## What needs to be done
Please repeat the rows below word for word, beginning at the line that contains "bus rear bumper." and stopping after the line that contains "[1066,475,1158,509]".

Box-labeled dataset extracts

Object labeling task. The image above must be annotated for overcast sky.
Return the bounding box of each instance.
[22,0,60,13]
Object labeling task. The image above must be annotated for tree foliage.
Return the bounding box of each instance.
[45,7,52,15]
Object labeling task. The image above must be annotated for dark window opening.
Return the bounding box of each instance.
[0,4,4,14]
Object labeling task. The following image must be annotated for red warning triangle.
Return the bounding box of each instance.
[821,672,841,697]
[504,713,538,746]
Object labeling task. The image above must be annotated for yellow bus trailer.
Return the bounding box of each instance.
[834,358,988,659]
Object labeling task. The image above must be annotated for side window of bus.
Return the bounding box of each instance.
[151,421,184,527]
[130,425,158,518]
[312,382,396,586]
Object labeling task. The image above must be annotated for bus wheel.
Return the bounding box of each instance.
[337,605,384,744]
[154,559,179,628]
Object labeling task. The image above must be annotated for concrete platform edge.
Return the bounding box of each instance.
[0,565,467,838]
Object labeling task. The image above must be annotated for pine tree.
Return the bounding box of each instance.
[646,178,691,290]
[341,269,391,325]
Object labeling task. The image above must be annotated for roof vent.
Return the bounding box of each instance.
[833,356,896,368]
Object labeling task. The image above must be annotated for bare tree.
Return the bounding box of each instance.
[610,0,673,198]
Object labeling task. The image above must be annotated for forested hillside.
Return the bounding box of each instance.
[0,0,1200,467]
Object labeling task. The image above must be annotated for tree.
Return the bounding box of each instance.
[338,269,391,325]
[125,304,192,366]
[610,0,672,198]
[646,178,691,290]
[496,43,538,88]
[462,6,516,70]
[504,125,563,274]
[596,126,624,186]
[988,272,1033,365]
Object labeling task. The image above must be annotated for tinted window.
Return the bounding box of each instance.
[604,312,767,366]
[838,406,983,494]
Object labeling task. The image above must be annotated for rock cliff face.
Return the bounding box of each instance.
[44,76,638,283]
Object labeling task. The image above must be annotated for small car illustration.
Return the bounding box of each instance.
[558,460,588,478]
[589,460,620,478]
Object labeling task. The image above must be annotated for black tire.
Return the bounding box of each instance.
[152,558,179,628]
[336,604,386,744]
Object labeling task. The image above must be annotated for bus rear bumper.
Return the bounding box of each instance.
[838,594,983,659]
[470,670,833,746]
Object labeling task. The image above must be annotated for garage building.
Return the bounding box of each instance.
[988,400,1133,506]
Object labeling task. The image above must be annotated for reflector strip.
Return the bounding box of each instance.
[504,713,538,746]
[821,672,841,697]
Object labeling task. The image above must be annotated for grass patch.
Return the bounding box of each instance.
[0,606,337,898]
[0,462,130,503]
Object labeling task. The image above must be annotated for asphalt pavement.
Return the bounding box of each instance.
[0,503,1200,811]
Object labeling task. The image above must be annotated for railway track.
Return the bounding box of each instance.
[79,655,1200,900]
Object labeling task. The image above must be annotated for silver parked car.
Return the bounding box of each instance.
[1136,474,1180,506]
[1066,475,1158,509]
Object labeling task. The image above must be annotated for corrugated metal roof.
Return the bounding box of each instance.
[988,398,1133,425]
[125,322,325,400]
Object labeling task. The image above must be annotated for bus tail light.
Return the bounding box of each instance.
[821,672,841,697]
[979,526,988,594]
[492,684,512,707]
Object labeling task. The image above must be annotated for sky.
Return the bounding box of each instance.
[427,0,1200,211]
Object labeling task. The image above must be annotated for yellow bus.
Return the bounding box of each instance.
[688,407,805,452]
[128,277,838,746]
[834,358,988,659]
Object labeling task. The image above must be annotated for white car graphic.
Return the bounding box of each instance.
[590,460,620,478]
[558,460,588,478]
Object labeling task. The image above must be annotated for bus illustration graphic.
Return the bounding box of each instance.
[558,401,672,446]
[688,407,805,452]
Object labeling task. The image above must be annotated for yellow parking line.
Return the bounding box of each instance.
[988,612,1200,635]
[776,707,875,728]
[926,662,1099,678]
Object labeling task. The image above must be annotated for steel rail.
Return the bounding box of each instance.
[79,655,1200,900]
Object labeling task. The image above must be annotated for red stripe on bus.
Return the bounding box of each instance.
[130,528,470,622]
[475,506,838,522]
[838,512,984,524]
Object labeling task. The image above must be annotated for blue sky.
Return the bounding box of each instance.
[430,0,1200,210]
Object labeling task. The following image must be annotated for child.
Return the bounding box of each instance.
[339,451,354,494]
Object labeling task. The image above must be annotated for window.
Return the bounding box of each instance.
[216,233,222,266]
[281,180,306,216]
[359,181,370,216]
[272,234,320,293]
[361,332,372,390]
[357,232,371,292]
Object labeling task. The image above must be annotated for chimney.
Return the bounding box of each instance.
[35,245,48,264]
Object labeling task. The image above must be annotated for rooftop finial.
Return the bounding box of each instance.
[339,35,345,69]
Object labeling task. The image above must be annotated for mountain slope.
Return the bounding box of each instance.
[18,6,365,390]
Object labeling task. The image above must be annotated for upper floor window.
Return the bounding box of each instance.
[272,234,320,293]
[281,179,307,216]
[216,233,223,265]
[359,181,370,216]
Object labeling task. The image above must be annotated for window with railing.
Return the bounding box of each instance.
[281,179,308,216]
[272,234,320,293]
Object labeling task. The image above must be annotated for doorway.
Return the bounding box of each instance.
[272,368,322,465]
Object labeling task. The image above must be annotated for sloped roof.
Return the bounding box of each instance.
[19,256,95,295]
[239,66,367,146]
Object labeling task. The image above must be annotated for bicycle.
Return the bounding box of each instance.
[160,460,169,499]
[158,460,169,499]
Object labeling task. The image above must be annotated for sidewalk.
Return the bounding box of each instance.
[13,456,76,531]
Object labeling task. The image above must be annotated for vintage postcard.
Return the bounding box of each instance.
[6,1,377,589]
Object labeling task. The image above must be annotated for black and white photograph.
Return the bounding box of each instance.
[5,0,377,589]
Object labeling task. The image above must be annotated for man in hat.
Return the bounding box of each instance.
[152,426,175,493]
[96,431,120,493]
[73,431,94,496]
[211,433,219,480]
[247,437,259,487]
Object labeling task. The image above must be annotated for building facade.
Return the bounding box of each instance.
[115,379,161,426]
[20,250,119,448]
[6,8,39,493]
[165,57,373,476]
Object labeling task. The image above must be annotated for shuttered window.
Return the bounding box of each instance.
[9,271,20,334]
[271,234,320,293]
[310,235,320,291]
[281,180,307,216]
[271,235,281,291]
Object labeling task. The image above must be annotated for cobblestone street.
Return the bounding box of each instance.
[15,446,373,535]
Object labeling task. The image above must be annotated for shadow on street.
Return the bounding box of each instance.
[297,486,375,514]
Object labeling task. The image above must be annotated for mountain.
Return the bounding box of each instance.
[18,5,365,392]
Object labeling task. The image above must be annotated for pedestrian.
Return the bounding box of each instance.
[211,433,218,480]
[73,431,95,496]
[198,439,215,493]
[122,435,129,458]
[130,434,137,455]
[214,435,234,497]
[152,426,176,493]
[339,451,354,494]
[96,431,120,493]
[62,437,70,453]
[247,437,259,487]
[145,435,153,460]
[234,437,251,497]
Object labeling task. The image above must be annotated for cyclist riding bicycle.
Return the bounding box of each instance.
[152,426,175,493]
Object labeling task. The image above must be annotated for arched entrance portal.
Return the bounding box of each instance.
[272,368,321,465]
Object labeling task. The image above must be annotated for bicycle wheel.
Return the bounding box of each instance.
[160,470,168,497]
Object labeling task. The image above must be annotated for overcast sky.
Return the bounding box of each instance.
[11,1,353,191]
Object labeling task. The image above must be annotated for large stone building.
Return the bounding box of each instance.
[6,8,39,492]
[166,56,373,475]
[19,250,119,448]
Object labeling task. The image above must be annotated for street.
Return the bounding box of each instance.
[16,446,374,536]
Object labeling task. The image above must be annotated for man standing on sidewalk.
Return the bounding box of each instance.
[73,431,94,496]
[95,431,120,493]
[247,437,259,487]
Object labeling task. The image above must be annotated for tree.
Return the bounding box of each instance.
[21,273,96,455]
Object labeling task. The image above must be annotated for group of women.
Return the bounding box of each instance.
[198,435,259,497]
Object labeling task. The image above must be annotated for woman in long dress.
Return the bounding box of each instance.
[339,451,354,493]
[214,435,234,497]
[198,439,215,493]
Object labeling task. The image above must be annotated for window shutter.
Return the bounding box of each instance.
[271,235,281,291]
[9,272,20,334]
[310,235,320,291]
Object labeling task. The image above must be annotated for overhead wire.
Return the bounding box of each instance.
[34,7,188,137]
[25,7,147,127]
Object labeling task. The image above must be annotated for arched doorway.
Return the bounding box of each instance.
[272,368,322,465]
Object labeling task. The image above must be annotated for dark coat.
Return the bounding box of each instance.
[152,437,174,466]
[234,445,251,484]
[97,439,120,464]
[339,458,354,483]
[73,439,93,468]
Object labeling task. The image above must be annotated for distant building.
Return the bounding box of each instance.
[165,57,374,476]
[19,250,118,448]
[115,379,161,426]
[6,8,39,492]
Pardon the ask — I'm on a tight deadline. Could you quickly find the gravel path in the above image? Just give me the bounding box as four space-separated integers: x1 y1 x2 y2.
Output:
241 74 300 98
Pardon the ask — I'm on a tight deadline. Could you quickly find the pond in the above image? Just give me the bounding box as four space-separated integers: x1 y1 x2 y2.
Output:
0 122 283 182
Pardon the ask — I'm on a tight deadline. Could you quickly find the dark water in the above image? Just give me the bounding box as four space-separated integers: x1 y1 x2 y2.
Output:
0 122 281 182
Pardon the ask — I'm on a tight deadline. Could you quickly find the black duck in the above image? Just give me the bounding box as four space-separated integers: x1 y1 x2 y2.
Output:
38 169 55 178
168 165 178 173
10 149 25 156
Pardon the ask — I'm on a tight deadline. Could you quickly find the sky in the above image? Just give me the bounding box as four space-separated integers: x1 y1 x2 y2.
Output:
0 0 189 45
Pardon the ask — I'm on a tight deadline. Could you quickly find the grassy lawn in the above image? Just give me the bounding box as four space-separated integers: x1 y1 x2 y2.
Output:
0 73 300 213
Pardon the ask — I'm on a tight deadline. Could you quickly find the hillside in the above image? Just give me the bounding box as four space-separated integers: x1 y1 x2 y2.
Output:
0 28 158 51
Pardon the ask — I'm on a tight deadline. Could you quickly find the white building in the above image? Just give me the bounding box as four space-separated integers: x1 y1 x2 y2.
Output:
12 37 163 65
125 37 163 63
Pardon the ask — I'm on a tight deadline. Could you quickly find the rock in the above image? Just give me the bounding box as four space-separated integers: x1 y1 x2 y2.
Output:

## Result for this task
Object labeling task. The image above must be annotated for bus rear bumper.
Return the bounding box of each instance.
[838,594,983,659]
[470,670,833,746]
Object labeling task. The image above must be annotated for garage building.
Return the bounding box of each instance.
[988,400,1133,506]
Object labeling task. The image above must be annotated for reflector strip.
Return the bounding box of each instance.
[504,713,538,746]
[821,672,841,697]
Object labeling task. The image above must be annotated for grass patch.
Return the bounding box of each instance.
[0,606,337,898]
[0,462,130,503]
Object labeling task. The image above must be annotated for asphalt pavement.
Return the bounding box of each instance.
[0,503,1200,811]
Object labeling task. The image above must be annotated for railway track.
Return the bounding box of each instance.
[79,655,1200,900]
Object labeling task. The image above must be annotated for silver parked car.
Return the bounding box of each instance.
[1136,474,1180,506]
[1066,475,1158,509]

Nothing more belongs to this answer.